Exercise set:
a – In the forum thread about the broken glove box, what happens if the ignition is turned on while the air bag switch is disconnected?
b – Shift every bounding-box coordinate up by 5 in the records from the line containing "the man's shoulder?" through the line containing "194, 110, 232, 135", and write those lines out again with the request included. Give only those lines.

Source document:
On the Mk2 there was a cylinder and piston in the LH hinge that made it go slow. When people forced it because it was too slow, one of the hinge parts broke.

Helpfully Audi only supply a complete glove box so the best thing would be to drop the glove box - screws underneath, right at the back and along the top edge when its' open. Don't forget NOT to turn on the ignition while the air bag switch is disconnected. If you do then you'll get a warning light that needs VCDS to turn off.

Once the glove box is out you can see what's broken and assess if you can fix it. Search the Mk2 forum for info.


----------



## brittan (May 18, 2007)

Ah, too late I see.


----------



## Snake TT (Jul 13, 2007)

brittan said:


> On the Mk2 there was a cylinder and piston in the LH hinge that made it go slow. When people forced it because it was too slow, one of the hinge parts broke.
> 
> Helpfully Audi only supply a complete glove box so the best thing would be to drop the glove box - screws underneath, right at the back and along the top edge when its' open. Don't forget NOT to turn on the ignition while the air bag switch is disconnected. If you do then you'll get a warning light that needs VCDS to turn off.
> 
> Once the glove box is out you can see what's broken and assess if you can fix it. Search the Mk2 forum for info.


Ah that's really helpful, I have had the glove box out recently to sort out the fan unit so I'm familiar with removing it. Also I triggered my airbag light in the process so thats a job for another day


----------



## Vanu (Oct 2, 2016)

can you lubricate the dampening piston without taking the glovebox off?


----------



## brittan (May 18, 2007)

You can see it by gently levering off the dashboard end panel.


----------



## brittan (May 18, 2007)

viewtopic.php?f=19&t=321483&p=2568015&hilit=glove+box+broken#p2568015


----------



## Snake TT (Jul 13, 2007)

brittan said:


> http://www.ttforum.co.uk/forum/viewtopic.php?f=19&t=321483&p=2568015&hilit=glove+box+broken#p2568015


Useful link, this should be something I can tackle myself without too much issue. Thanks


----------



## ADB (May 7, 2002)

Its a weak point in the design and a very common fault. When it does go I think a lot of people just leave it.
I repaired mine 3 times and when it broke for the 4th time I decided to just apply a fix for the light and forget about the elegant opening... viewtopic.php?f=19&t=993249

Andy


----------



## Snake TT (Jul 13, 2007)

ADB said:


> Its a weak point in the design and a very common fault. When it does go I think a lot of people just leave it.
> I repaired mine 3 times and when it broke for the 4th time I decided to just apply a fix for the light and forget about the elegant opening... viewtopic.php?f=19&t=993249
> 
> Andy


To be honest the slow opening IS kind of annoying when you are in a hurry. Thats how I broke mine, I didnt have time to wait 

I quite like the fact it now flies open and kneecaps the passenger


----------



## ADB (May 7, 2002)

Snake TT said:


> To be honest the slow opening IS kind of annoying when you are in a hurry. Thats how I broke mine, I didnt have time to wait
> 
> I quite like the fact it now flies open and kneecaps the passenger


Mine was broke when I bought the car so it remained like that for a few months until I investigated why the light didn't work. When I realised it had snapped I did what a lot of people have done and made a metal bracket and used a lot of epoxy resin. It worked perfectly for a few months and then failed again as the gas strut started to get stiffer. 2nd repair involved drilling a hole in the gas strut so that it wasn't so stiff. A heavy handed passenger broke it the next time so I then went for the lesser repair so there is no elegant opening but the light still comes on.

Material for this task:
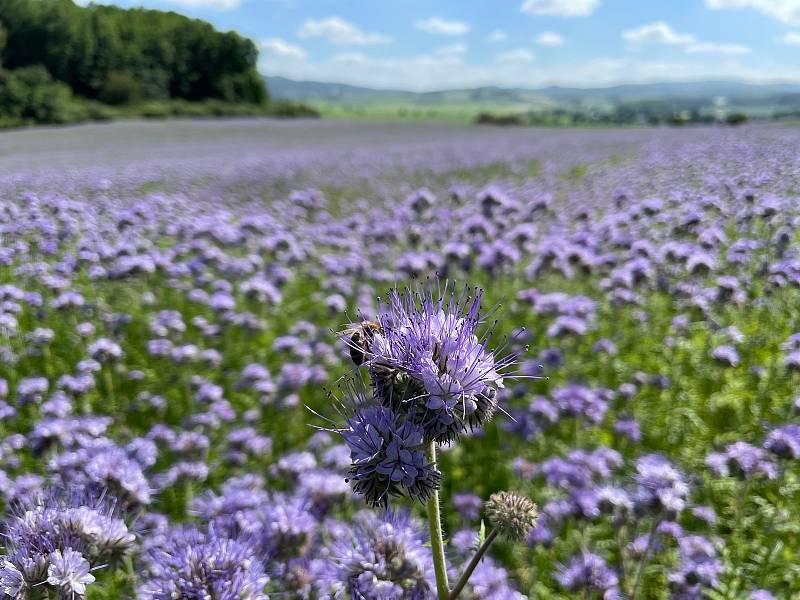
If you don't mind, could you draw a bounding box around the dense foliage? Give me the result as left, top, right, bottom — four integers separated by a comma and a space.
0, 0, 266, 104
0, 0, 282, 124
0, 122, 800, 600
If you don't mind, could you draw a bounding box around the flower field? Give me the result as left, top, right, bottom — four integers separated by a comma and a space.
0, 120, 800, 600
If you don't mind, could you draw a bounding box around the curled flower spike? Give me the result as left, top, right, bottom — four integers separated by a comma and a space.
485, 492, 539, 540
312, 380, 441, 506
347, 283, 519, 443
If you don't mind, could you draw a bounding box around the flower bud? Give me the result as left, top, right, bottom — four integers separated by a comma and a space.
485, 492, 539, 540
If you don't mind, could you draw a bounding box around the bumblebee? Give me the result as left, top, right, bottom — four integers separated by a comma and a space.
344, 320, 383, 367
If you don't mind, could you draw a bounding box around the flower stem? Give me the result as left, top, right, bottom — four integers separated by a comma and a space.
448, 527, 498, 600
631, 516, 661, 600
428, 442, 450, 600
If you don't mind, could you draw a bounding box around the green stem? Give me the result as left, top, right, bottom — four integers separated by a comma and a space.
448, 528, 499, 600
428, 442, 450, 600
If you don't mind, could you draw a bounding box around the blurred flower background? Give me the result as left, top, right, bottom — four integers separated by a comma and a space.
0, 0, 800, 600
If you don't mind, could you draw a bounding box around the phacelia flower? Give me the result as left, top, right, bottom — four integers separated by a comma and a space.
47, 548, 94, 598
351, 285, 518, 443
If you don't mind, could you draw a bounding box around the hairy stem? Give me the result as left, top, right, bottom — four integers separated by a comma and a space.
631, 516, 661, 600
449, 528, 498, 600
428, 442, 450, 600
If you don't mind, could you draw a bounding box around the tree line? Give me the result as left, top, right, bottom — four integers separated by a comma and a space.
0, 0, 288, 122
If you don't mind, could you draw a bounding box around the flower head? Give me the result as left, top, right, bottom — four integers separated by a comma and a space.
359, 284, 518, 443
47, 548, 94, 598
337, 380, 441, 506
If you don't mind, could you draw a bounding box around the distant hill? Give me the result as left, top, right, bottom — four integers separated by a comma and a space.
266, 77, 800, 107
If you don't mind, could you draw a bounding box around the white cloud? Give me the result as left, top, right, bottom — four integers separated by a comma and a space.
686, 42, 750, 54
536, 31, 564, 46
494, 48, 536, 63
486, 29, 508, 44
706, 0, 800, 23
520, 0, 600, 17
297, 17, 392, 46
414, 17, 470, 35
435, 42, 467, 56
258, 38, 307, 60
155, 0, 242, 10
622, 21, 695, 45
777, 31, 800, 46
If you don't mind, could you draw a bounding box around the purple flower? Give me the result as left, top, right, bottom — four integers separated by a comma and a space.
362, 285, 518, 443
556, 552, 619, 593
764, 424, 800, 459
320, 512, 435, 600
138, 528, 269, 600
338, 399, 441, 506
711, 346, 739, 367
633, 454, 689, 514
47, 548, 94, 598
706, 442, 778, 479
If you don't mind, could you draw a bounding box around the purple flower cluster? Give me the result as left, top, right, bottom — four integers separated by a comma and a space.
336, 284, 516, 506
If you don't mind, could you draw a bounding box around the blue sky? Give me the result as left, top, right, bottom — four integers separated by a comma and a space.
90, 0, 800, 90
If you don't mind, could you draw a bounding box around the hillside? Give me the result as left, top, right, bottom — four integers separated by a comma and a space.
266, 77, 800, 106
267, 77, 800, 126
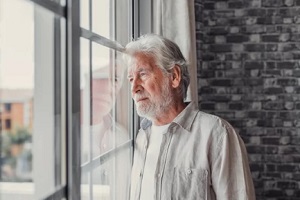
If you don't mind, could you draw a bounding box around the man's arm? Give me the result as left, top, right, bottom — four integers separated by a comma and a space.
211, 120, 255, 200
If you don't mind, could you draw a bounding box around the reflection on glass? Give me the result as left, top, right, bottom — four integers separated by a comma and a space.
80, 0, 90, 30
81, 43, 131, 199
0, 0, 65, 200
0, 0, 34, 186
91, 0, 114, 39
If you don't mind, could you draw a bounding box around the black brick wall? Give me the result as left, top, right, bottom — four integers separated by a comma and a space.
195, 0, 300, 200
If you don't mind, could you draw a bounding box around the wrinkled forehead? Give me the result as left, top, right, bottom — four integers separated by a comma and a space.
128, 53, 156, 74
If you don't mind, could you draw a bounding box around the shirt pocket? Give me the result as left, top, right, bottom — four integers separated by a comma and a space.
171, 168, 209, 200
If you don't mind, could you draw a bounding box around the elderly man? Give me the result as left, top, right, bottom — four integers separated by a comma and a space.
126, 34, 255, 200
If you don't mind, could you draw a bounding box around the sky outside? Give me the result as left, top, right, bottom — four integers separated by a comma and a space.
0, 0, 110, 89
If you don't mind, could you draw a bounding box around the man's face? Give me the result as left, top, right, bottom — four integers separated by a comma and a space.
128, 53, 172, 118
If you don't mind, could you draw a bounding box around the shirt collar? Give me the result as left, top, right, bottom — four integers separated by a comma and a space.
140, 102, 199, 131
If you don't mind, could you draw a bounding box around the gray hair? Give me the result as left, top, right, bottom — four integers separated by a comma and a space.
125, 34, 190, 99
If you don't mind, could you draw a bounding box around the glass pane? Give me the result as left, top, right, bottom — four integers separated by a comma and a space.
80, 38, 91, 163
91, 0, 114, 39
80, 0, 90, 30
0, 0, 65, 200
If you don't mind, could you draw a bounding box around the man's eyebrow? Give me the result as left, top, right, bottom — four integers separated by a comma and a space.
127, 68, 150, 79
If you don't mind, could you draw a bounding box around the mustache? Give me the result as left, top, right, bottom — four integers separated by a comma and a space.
133, 93, 149, 102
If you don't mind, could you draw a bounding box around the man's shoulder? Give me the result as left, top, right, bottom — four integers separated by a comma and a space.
194, 110, 232, 135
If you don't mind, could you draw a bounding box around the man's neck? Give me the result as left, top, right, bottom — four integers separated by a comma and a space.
152, 101, 186, 126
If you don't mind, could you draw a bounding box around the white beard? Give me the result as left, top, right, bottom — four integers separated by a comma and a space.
134, 78, 173, 120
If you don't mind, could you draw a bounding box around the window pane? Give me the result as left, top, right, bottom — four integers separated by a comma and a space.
80, 38, 91, 163
80, 0, 90, 30
0, 0, 65, 200
91, 0, 114, 39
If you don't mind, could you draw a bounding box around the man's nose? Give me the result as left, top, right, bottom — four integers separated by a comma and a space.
131, 78, 142, 94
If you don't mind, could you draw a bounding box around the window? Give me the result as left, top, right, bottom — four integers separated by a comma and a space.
80, 0, 133, 199
0, 0, 143, 200
0, 0, 66, 200
4, 103, 11, 112
5, 119, 11, 130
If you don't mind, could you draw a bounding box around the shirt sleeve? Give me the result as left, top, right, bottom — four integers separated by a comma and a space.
211, 120, 255, 200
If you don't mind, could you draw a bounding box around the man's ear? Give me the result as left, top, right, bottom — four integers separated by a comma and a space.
171, 65, 181, 88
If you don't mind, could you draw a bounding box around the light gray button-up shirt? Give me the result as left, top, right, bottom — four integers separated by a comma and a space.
130, 103, 255, 200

Expected responses:
a – You get a warning light that needs VCDS to turn off.

b –
If you don't mind, could you draw a bounding box around the man's shoulder? Give me the result as left, top, right, bottom — four integers separated by a comma and a space.
199, 115, 237, 140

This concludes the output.